STUDY TEXT:
***
Stephanie Seidlits

Q&A with Professor Stephanie Seidlits

Stephanie Seidlits is an assistant professor in the Department of Bioengineering. She conducts innovative research at the intersection of engineering, neuroscience and medicine — applying evidence-based teaching and collaborating on cross-campus research initiatives. Her work is just one example of groundbreaking research led by our faculty.

“Given that brain cancer is highly variant between patients, our long-term goal is to use these models for personalized medicine, where a patient’s own tumor cells can be used to identify effective therapies for their unique cancer.”

Q: What are some of the research projects that you are focusing on for this year?
***
RECORDED DATA:
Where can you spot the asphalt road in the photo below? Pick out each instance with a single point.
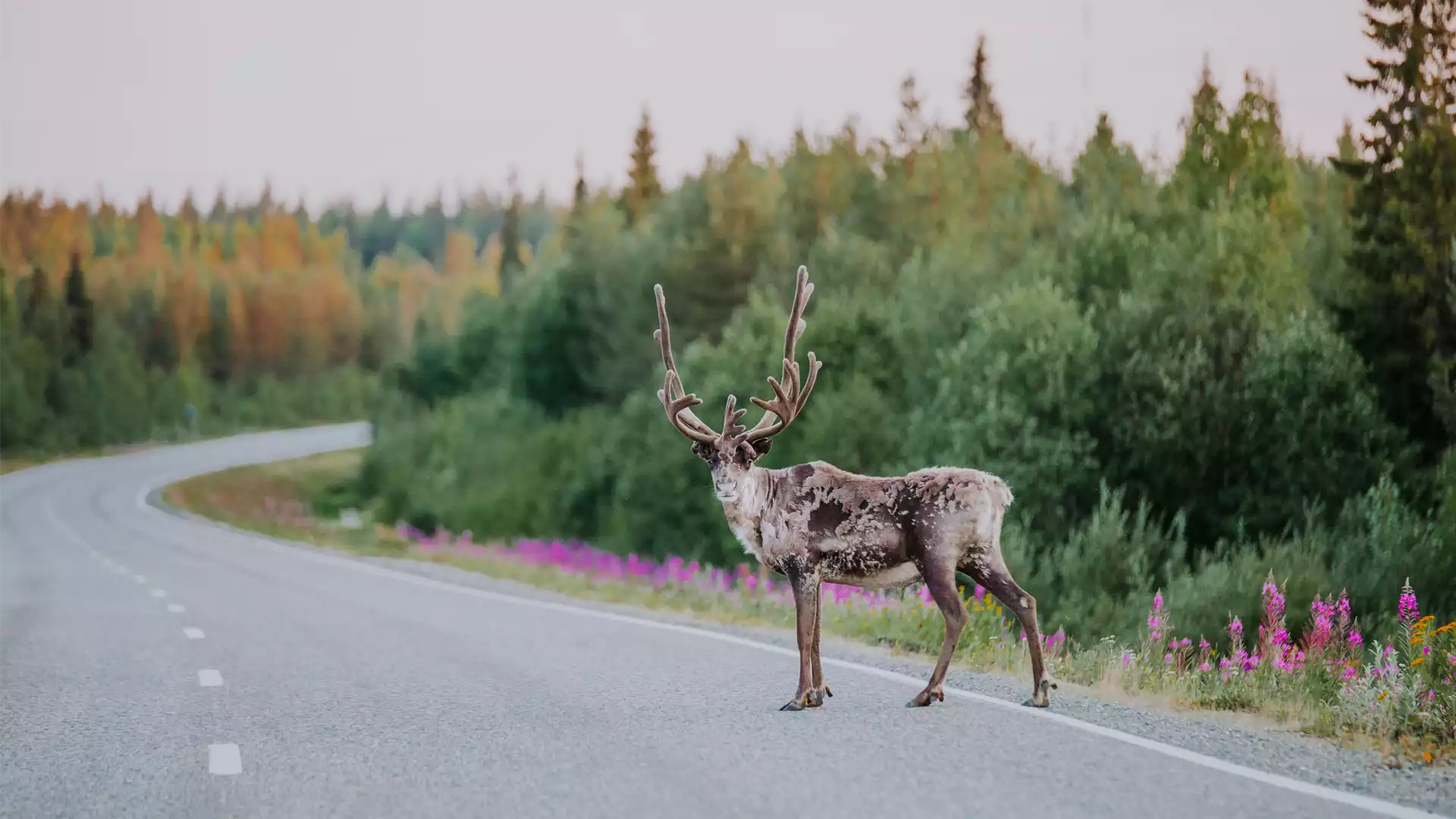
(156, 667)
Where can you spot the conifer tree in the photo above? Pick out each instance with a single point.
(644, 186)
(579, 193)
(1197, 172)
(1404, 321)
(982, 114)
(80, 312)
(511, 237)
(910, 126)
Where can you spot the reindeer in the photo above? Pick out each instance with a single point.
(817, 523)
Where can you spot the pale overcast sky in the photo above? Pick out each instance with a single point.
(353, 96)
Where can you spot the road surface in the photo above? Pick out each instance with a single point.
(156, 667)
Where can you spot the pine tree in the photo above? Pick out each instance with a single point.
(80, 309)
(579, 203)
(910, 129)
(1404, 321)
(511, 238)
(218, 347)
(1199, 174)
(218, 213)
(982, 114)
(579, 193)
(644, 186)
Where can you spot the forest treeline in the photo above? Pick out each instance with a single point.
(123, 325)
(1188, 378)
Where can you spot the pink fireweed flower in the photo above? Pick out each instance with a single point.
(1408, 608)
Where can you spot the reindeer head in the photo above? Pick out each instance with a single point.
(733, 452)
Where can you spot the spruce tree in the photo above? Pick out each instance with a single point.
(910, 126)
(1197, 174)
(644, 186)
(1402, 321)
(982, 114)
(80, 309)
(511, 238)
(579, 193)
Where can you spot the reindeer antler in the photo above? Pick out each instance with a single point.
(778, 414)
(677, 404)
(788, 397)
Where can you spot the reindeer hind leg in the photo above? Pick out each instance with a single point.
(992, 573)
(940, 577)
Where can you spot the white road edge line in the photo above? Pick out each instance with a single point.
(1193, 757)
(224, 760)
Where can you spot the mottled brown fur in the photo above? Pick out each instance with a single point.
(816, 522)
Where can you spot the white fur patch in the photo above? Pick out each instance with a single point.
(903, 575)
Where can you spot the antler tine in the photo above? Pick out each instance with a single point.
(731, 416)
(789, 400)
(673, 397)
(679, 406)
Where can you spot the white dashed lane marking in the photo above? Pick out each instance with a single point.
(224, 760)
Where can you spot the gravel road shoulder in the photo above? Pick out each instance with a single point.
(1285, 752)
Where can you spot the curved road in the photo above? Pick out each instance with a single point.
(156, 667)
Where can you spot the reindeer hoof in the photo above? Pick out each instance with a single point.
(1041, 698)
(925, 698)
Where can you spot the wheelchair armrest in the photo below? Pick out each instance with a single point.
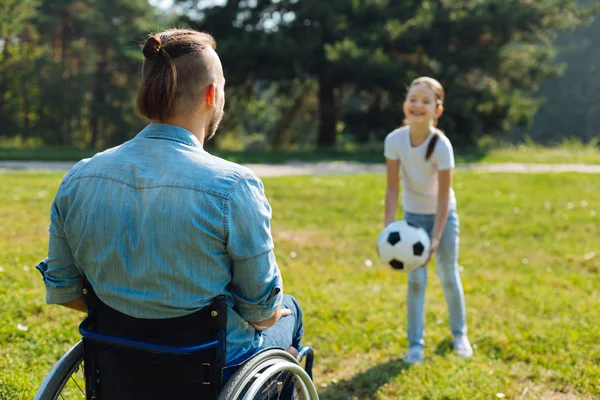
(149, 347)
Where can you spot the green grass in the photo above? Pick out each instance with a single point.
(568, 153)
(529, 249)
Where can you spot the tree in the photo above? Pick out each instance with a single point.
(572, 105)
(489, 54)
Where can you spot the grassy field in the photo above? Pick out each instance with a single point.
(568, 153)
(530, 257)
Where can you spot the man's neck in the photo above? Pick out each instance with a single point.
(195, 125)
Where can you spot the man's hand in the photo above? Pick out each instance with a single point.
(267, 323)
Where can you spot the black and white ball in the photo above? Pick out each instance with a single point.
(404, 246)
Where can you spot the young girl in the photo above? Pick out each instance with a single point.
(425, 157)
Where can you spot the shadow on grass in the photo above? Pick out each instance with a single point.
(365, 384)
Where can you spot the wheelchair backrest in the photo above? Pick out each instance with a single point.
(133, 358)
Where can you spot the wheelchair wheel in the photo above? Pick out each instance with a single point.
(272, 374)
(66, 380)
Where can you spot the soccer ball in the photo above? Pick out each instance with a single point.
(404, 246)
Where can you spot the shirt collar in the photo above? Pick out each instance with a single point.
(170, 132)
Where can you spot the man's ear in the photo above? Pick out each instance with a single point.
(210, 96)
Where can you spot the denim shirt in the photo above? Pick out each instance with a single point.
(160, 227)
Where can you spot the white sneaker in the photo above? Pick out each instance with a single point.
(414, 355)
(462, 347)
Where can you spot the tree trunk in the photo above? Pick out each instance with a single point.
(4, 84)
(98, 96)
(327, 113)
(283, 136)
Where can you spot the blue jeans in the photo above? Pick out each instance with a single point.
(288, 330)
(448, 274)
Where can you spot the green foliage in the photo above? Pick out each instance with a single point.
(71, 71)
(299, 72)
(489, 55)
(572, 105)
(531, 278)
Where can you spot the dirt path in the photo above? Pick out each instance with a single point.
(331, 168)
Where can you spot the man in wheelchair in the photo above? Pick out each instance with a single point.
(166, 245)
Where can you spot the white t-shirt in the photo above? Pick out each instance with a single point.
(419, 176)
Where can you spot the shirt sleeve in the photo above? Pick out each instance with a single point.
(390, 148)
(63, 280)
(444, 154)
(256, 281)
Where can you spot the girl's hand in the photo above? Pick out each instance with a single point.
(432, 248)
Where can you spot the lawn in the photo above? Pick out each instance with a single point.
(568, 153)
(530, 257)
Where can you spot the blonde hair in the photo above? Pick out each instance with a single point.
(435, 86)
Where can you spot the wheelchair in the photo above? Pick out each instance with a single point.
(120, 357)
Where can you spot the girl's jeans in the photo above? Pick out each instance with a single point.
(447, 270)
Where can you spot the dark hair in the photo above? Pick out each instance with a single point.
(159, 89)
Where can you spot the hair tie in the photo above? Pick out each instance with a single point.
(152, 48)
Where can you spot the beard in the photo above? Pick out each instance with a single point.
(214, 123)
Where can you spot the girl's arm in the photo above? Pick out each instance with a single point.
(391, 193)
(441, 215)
***
THINGS TO DO:
[1] Answer these about the Stephanie Seidlits Q&A:
(a) In which department is Seidlits an assistant professor?
(b) Her research lies at the intersection of which three fields?
(c) In the quoted long-term goal, what could a patient's own tumor cells be used to identify?
[2] Please extend the Stephanie Seidlits Q&A past its last line by writing her reply to the final question.

EXERCISE RESULTS:
[1]
(a) The Department of Bioengineering.
(b) Engineering, neuroscience and medicine.
(c) Effective therapies for their unique cancer.

[2]
My lab constructs artificial brain and spinal cord tissues. We are currently focused on developing these artificial tissues for two distinct purposes: 1) as implants that can promote regeneration of neurological functions after spinal cord injury and 2) as personalized models of brain cancer that can be used to identify effective treatments. For spinal cord injury, we are creating biomaterials that can mimic the native spinal cord tissue and actively promote recovery by modulating the immune response, delivering gene and cell therapies and providing electrical signals to rewire neural circuits. In addition, we have used biomaterials to create models of brain tumors that enable patient-derived tumor cells to behave how they do in the body. Typically, researchers must use intensive animal models to obtain clinically relevant data, as tumor cells do not retain key characteristics when cultured using standard methods. These models address a pressing need in cancer research for preclinical models that are faster, cheaper and amenable to high-throughput screening. Given that brain cancer is highly variant between patients, our long-term goal is to use these models for personalized medicine, where a patient’s own tumor cells can be used to identify effective therapies for their unique cancer.

Q: How do undergraduate and graduate students fit into these research projects?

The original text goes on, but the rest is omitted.